-------- EXTRAIT DE PAGE

Le loueur du coffre-fort peut-il davantage invoquer une clause du contrat aménageant sa responsabilité ? La clause prévoyait, en l'espèce, "qu'en cas de sinistre prouvé, par [...] incendie, [...] ou toute autre cause, entraînant la disparition ou la détérioration des objets contenus dans le compartiment de coffre, le titulaire de la location devrait, outre la preuve que [la banque] n'a pas apporté la diligence normale convenue, faire celle de la consistance et du montant de son préjudice par tous moyens en son pouvoir [...] pour pouvoir prétendre à indemnisation". Elle précisait, également, que la responsabilité de la banque "ne pourrait être mise en cause en cas de force majeure". La Chambre commerciale écarte, cependant, totalement la clause en décidant que "l'incendie, qui est à l'origine de l'arrêté de péril, ne constitue pas un événement imprévisible et irrésistible". A contrario, si l'incendie peut être prévu et s'il est possible d'y résister, sa seule survenance permet d'inférer que la banque n'a probablement pas apporté la diligence attendue.

----------------

_CONSIGNE_.
Relevez tous les passages que l'extrait de page cite entre guillemets. Les données ci-après forment un matériau indépendant de l'extrait de page.

-------- DONNÉES EXTRAITES

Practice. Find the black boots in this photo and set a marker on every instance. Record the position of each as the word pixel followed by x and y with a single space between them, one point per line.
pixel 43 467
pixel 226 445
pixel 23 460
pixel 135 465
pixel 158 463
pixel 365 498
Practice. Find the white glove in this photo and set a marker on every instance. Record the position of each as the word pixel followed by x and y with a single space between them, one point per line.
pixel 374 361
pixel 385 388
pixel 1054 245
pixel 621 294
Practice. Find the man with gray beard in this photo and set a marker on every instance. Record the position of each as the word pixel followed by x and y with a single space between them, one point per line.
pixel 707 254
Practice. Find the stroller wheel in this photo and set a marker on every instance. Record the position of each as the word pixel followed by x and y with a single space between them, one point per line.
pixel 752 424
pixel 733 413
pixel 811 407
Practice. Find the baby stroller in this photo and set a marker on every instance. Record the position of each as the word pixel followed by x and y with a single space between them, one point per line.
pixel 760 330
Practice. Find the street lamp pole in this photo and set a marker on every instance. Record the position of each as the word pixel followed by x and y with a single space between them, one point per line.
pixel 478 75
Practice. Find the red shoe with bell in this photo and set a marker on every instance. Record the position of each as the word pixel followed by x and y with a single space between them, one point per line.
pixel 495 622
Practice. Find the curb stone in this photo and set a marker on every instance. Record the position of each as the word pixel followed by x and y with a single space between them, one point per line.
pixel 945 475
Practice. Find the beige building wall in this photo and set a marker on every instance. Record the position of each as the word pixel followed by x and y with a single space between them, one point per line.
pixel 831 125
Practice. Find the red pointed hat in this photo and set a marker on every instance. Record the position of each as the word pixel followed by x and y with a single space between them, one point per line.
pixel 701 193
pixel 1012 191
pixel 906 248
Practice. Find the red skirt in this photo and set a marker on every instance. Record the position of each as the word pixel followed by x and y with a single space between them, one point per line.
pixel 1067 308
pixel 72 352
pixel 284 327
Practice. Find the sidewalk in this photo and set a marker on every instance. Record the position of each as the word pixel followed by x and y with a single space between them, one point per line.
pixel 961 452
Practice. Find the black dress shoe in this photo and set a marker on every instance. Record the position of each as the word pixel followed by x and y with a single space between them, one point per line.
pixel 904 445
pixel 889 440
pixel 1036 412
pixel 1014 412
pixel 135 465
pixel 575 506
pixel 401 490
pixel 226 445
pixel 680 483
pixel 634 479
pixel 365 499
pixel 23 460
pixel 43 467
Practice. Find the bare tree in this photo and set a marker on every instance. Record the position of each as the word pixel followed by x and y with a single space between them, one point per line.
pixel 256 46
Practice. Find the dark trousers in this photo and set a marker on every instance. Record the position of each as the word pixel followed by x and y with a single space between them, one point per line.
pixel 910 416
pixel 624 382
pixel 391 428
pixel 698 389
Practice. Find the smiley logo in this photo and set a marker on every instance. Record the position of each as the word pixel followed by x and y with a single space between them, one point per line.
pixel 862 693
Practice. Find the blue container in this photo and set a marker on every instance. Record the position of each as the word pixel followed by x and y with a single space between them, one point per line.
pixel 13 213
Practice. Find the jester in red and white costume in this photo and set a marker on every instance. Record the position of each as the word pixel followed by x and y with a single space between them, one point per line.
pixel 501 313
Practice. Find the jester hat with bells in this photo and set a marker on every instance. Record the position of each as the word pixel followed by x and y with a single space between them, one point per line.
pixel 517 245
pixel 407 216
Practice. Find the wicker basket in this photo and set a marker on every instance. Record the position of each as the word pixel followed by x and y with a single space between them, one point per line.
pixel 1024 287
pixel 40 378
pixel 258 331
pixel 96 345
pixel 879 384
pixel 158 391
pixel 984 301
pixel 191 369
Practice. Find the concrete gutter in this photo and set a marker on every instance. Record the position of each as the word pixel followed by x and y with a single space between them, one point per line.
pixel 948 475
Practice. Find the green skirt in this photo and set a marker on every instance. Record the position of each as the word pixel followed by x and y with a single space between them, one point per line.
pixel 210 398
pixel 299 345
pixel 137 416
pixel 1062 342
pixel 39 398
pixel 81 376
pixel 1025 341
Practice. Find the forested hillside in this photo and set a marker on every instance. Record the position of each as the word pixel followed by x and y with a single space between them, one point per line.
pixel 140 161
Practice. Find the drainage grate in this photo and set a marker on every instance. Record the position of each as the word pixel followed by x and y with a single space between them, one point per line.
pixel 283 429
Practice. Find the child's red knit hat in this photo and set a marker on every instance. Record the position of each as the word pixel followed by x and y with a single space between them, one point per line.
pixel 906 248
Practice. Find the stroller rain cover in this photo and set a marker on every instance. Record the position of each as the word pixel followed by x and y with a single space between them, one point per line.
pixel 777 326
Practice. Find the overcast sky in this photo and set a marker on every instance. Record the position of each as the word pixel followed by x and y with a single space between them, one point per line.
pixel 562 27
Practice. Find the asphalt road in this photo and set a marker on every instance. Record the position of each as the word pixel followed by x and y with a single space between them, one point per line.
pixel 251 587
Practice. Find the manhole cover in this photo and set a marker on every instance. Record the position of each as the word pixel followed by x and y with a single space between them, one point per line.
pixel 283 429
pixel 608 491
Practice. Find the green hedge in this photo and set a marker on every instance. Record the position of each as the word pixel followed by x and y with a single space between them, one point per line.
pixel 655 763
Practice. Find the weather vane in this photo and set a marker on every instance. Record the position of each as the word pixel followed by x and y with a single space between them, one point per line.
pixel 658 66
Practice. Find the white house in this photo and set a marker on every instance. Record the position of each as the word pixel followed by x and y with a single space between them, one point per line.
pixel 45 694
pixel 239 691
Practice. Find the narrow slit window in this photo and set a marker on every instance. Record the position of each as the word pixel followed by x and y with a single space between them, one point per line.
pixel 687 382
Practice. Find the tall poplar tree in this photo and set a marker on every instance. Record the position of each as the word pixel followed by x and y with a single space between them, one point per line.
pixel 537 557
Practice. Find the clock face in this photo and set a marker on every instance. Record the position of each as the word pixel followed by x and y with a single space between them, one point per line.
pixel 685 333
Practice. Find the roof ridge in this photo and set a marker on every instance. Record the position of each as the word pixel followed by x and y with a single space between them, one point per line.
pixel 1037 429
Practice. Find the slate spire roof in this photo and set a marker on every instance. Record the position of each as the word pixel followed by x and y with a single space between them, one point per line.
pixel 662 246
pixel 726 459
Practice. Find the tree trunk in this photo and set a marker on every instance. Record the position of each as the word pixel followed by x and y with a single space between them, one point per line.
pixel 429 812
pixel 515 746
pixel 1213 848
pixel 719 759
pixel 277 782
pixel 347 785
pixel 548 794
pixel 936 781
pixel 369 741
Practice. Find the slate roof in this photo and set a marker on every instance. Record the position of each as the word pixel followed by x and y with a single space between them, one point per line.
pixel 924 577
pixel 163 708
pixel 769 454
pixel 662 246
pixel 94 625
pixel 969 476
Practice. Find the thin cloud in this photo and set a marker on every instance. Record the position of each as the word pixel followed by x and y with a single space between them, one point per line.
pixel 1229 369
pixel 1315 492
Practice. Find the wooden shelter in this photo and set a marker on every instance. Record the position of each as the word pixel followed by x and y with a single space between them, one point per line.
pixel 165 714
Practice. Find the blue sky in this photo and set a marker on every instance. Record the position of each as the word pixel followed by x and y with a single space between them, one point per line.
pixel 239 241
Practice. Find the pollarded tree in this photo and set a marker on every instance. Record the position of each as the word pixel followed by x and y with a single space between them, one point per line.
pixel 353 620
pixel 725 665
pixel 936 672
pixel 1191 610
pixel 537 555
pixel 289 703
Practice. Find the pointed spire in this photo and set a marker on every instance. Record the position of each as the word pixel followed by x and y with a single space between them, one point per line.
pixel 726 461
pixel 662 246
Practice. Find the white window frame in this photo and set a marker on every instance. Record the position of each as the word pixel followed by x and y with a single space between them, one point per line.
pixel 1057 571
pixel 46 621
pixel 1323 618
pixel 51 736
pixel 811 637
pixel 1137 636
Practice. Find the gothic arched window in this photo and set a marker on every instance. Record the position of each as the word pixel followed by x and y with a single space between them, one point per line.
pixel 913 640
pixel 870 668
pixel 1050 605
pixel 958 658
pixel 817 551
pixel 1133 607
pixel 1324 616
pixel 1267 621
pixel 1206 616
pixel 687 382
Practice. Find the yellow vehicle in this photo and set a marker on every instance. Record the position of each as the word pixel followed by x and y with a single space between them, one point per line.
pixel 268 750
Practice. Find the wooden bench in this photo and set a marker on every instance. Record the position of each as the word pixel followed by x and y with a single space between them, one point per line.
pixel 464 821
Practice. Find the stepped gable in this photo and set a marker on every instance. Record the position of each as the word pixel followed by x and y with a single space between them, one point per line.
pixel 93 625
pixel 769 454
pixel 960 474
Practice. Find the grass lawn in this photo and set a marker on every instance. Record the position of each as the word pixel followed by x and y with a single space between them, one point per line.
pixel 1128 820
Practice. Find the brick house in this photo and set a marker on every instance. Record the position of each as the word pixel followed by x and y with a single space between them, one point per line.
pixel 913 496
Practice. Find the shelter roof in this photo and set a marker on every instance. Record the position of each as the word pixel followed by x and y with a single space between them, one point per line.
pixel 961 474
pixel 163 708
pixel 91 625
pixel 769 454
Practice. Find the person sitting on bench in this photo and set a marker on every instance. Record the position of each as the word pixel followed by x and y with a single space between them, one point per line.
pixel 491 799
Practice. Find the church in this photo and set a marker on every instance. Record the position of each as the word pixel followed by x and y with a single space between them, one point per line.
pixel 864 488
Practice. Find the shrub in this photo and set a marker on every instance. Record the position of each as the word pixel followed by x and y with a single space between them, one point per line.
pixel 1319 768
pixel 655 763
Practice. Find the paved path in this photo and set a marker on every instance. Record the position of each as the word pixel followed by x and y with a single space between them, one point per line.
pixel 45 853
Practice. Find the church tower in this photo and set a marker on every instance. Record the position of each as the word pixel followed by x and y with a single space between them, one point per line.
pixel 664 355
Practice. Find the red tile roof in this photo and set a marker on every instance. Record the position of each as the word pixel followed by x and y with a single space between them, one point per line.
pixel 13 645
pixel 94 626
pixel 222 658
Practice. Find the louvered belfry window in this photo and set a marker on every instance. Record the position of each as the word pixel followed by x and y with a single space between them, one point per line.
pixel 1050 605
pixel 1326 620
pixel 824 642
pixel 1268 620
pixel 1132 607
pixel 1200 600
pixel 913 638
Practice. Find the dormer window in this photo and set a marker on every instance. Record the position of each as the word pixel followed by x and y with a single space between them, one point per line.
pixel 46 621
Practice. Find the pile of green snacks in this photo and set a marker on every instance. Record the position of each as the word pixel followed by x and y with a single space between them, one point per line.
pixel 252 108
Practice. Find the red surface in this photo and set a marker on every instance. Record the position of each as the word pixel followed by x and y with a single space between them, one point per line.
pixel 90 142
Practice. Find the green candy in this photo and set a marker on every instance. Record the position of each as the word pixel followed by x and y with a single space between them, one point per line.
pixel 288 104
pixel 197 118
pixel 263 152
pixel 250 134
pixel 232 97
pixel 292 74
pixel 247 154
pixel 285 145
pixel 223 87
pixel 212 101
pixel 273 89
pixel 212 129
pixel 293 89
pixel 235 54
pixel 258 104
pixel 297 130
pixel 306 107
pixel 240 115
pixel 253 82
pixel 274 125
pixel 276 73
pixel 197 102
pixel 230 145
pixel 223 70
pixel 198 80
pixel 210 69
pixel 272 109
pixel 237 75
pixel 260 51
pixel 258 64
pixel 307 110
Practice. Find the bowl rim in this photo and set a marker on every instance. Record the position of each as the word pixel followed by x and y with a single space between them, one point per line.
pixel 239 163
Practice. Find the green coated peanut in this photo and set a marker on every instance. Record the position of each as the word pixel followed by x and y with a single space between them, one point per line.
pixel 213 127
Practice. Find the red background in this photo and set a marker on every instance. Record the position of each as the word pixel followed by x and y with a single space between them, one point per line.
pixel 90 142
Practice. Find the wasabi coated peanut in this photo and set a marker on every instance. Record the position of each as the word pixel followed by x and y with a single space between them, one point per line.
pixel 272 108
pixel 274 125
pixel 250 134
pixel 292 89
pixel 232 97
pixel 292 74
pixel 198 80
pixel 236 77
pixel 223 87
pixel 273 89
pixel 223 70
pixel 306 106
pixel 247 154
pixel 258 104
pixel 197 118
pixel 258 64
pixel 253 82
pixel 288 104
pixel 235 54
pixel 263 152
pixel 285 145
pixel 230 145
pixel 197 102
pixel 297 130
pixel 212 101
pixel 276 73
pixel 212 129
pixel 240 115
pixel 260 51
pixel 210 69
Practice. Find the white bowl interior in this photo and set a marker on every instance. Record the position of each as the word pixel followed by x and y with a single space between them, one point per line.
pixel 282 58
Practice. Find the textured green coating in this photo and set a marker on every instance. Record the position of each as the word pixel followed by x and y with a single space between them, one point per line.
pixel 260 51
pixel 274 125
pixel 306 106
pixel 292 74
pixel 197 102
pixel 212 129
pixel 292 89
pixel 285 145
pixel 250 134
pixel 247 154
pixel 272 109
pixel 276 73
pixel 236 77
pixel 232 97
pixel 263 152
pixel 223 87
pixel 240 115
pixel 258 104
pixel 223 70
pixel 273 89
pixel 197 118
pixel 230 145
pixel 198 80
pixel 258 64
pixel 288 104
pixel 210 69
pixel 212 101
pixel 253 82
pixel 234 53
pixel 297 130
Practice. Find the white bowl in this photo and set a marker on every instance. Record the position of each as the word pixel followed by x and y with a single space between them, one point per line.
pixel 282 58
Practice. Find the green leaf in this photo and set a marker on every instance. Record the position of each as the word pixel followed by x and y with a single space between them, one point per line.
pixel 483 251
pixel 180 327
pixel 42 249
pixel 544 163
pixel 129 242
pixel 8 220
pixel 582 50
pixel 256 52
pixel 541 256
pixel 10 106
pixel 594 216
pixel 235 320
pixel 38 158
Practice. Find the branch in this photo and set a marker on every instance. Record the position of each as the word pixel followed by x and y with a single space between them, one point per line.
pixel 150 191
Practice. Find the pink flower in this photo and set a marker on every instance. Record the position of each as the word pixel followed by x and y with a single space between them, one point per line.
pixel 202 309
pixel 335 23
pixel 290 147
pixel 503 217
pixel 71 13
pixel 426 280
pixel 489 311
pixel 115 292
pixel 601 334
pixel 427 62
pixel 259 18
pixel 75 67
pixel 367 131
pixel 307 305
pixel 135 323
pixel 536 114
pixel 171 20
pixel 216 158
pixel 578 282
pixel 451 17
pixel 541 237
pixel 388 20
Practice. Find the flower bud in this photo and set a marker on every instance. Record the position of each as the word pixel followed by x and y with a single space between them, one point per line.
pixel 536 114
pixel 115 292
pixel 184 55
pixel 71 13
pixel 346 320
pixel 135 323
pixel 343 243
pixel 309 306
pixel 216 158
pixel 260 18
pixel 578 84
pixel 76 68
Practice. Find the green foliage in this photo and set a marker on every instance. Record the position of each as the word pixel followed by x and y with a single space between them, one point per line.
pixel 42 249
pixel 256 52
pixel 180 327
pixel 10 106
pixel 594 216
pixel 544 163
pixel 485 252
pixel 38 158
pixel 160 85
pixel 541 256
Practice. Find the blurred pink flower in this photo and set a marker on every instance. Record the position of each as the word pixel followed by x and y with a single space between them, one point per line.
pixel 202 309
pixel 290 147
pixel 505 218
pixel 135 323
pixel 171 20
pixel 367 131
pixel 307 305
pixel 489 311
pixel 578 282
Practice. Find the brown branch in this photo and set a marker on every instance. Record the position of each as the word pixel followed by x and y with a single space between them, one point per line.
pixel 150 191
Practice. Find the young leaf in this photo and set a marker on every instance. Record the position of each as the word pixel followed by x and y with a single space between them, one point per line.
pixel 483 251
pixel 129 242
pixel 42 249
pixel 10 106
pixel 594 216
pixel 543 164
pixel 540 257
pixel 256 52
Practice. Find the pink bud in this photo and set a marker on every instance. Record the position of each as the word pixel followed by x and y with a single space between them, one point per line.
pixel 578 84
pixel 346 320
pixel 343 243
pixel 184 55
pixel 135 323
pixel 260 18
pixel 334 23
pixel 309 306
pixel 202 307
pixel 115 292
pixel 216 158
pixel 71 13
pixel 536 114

----------------

_RÉPONSE RÉDIGÉE_.
1. « qu'en cas de sinistre prouvé, par [...] incendie, [...] ou toute autre cause, entraînant la disparition ou la détérioration des objets contenus dans le compartiment de coffre, le titulaire de la location devrait, outre la preuve que [la banque] n'a pas apporté la diligence normale convenue, faire celle de la consistance et du montant de son préjudice par tous moyens en son pouvoir [...] pour pouvoir prétendre à indemnisation »
2. « ne pourrait être mise en cause en cas de force majeure »
3. « l'incendie, qui est à l'origine de l'arrêté de péril, ne constitue pas un événement imprévisible et irrésistible »